Edit the lines below by changing "Drop one marker" to "Place a single point" wherever it occurs, leaving everything else as it is.
======== DATA LISTING ========
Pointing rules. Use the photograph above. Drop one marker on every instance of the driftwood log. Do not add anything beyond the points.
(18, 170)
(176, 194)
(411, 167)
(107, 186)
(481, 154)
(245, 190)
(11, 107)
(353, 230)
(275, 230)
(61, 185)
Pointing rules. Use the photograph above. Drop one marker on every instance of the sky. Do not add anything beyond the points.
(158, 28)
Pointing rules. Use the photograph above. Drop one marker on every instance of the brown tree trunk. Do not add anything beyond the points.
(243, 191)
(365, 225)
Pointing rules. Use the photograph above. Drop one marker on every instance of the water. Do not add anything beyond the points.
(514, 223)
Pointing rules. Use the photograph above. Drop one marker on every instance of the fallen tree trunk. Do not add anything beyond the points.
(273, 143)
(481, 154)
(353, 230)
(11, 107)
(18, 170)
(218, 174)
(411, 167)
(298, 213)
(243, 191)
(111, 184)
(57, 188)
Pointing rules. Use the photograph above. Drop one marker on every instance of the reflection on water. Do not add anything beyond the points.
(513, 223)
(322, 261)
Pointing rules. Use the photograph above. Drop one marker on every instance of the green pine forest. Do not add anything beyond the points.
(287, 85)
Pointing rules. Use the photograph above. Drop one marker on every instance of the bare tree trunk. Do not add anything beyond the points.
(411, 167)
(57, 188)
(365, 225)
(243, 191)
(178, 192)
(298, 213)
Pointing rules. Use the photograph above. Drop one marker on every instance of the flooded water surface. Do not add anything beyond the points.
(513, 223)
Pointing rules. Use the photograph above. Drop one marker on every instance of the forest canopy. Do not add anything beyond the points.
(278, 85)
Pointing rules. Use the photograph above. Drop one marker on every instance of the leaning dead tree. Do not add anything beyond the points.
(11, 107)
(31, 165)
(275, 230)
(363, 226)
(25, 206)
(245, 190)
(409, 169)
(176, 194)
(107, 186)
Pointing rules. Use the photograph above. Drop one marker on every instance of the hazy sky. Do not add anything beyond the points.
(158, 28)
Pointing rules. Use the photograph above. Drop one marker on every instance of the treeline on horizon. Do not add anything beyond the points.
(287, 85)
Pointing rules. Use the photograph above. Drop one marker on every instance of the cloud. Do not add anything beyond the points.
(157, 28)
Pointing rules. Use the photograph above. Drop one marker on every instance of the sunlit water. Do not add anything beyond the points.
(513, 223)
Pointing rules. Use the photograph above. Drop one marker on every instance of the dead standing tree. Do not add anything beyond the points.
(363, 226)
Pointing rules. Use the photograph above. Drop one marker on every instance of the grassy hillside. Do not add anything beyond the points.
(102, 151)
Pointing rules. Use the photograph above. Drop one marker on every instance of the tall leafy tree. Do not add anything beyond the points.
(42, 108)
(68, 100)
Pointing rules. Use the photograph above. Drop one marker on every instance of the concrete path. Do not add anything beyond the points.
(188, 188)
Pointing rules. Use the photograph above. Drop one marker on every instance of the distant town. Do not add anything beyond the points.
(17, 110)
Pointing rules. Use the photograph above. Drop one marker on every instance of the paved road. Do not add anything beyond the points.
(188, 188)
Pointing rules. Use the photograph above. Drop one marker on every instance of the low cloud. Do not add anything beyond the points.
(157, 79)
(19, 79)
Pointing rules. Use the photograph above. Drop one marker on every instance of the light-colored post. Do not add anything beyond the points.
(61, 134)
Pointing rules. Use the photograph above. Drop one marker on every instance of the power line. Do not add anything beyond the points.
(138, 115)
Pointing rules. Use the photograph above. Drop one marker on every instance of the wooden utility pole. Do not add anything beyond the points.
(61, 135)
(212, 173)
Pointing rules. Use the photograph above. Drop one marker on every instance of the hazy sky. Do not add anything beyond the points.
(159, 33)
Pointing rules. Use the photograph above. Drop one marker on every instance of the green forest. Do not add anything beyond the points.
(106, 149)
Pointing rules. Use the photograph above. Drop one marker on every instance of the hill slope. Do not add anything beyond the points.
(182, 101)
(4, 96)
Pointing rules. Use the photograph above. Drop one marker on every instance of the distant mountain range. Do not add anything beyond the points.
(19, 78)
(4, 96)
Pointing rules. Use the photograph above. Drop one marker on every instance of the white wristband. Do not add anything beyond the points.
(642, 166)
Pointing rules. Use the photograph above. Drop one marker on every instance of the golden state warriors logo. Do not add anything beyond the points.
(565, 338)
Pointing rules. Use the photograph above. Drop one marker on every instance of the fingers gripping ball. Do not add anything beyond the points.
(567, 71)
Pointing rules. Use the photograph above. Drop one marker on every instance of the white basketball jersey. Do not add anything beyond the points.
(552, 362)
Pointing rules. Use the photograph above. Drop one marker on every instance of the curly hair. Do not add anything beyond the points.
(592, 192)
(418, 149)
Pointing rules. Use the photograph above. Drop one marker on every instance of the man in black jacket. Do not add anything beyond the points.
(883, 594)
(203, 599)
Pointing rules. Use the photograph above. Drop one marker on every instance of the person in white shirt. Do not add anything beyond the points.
========
- CORRECT ANSWER:
Pointing rules. Use the photograph above. Place a single point on every instance of the driftwood log. Do not add anything beyond the points.
(18, 170)
(176, 194)
(411, 167)
(107, 186)
(481, 154)
(245, 190)
(11, 107)
(353, 230)
(275, 230)
(61, 185)
Pointing rules. Use the photograph above. Place a single point on every instance of the sky. Do not add anything beyond the points.
(158, 28)
Pointing rules. Use the photograph above. Place a single point on every instance of the brown tree trunk. Do not add anything beyond the points.
(243, 191)
(365, 225)
Pointing rules. Use the photograph above. Place a single point on every instance of the water. Do not add anything beyond the points.
(514, 223)
Pointing rules. Use the photograph above. Place a single point on every instance of the fallen tree trunk. Do not add anything beyond the points.
(273, 143)
(481, 154)
(353, 230)
(11, 107)
(18, 170)
(218, 174)
(411, 167)
(298, 213)
(243, 191)
(111, 184)
(57, 188)
Pointing rules. Use the photograph above. Place a single point on every instance of the reflection on water. Do not add anything beyond the points.
(513, 223)
(322, 261)
Pointing rules. Use the photograph above. Place a single point on every instance of the green pine forest. Do not add anything beyond the points.
(287, 85)
Pointing rules. Use the photograph above. Place a single point on every instance of the bare tree trunk. Do not add anything beyond the points.
(411, 167)
(57, 188)
(365, 225)
(243, 191)
(178, 192)
(298, 213)
Pointing rules. Use the photograph above. Place a single point on every instance of the flooded water surface. Do not add anything beyond the points.
(513, 223)
Pointing rules. Use the photograph above. Place a single point on every instance of the forest canopy. Do not add anything beyond the points.
(278, 85)
Pointing rules. Use the photograph above. Place a single point on every instance of the leaning dead tree. Do not add anything beyond the points.
(11, 107)
(31, 165)
(275, 230)
(363, 226)
(25, 206)
(245, 190)
(409, 169)
(176, 194)
(107, 186)
Pointing rules. Use the photograph above. Place a single point on every instance of the hazy sky. Do not add anything beyond the points.
(158, 28)
Pointing rules. Use the photograph above. Place a single point on every instance of the treeline on horizon. Do not add anything beyond the points.
(287, 85)
Pointing rules. Use the photograph above. Place a single point on every instance of the cloud. Do not add anything beyond the points.
(157, 28)
Pointing rules. Use the photograph above. Place a single point on every instance of the sunlit water. Do not add anything beyond the points.
(513, 223)
Pointing rules. Use the photograph above. Place a single point on every instance of the dead standing tree. Do not add anything beyond the points.
(363, 226)
Pointing rules. Use the photograph above. Place a single point on every instance of the grassy hillside. Do not add anything beyond the points.
(102, 151)
Pointing rules. Use the photograph above. Place a single point on every instance of the tall leafy tree. Do not add anything beyond the points.
(42, 108)
(68, 100)
Pointing rules. Use the photograph above. Place a single point on every instance of the concrete path. Do not add anything beyond the points.
(188, 188)
Pointing rules. Use the photograph above. Place a single point on every instance of the distant town. Do not add anything beyond the points.
(17, 110)
Pointing rules. Use the photograph above. Place a single point on every instance of the paved road. Do not add anything beyond the points.
(188, 188)
Pointing rules. Use the photograph above. Place a single point on every instance of the low cloud. Do not add anything beyond the points.
(157, 79)
(19, 79)
Pointing rules. Use the photograph above. Place a single point on every instance of the light-colored post. Do not add anything beyond the points.
(61, 134)
Pointing rules. Use the photograph above. Place a single point on every instance of the power line. Do not add anything beyond the points.
(138, 115)
Pointing rules. Use the photograph above. Place a single point on every instance of the wooden utility pole. Do not add anything beyond the points.
(61, 135)
(212, 173)
Pointing rules. Use the photograph above. Place a single point on every instance of the hazy sky. Do not add anything beyond the points.
(159, 33)
Pointing rules. Use the photograph above. Place a single point on every instance of the green forest. Do not add anything beyond the points.
(106, 149)
Pointing rules. Use the photograph above. Place a single point on every instance of the hill slope. Do not add anything beyond the points.
(182, 101)
(4, 96)
Pointing rules. Use the photograph above. Place a single point on every instance of the distant mountain range. Do not add anything beyond the points.
(19, 78)
(4, 96)
Pointing rules. Use the photograph above. Place a single point on every instance of the white wristband. Do not add anything beyond the points.
(642, 166)
Pointing rules. Use the photograph above. Place a single point on every instance of the golden state warriors logo. Do not add anything beyond the points.
(565, 338)
Pointing rules. Use the photograph above. Place a single point on every instance of the fingers gripping ball. Do not add anything beyond the points.
(567, 71)
Pointing rules. Use the photograph above. Place a single point on every instance of the white basketball jersey. Do not add anything beyond the points.
(552, 362)
Pointing rules. Use the photograph above. Place a single point on every instance of the curly hair. Do not add anything beyond the points.
(592, 192)
(418, 149)
Pointing rules. Use the photograph above. Place a single point on every instance of the man in black jacket. Do not add anything beyond the points.
(883, 594)
(203, 599)
Pointing rules. Use the photograph above. Place a single point on every instance of the person in white shirt. Do not add anything beyond the points.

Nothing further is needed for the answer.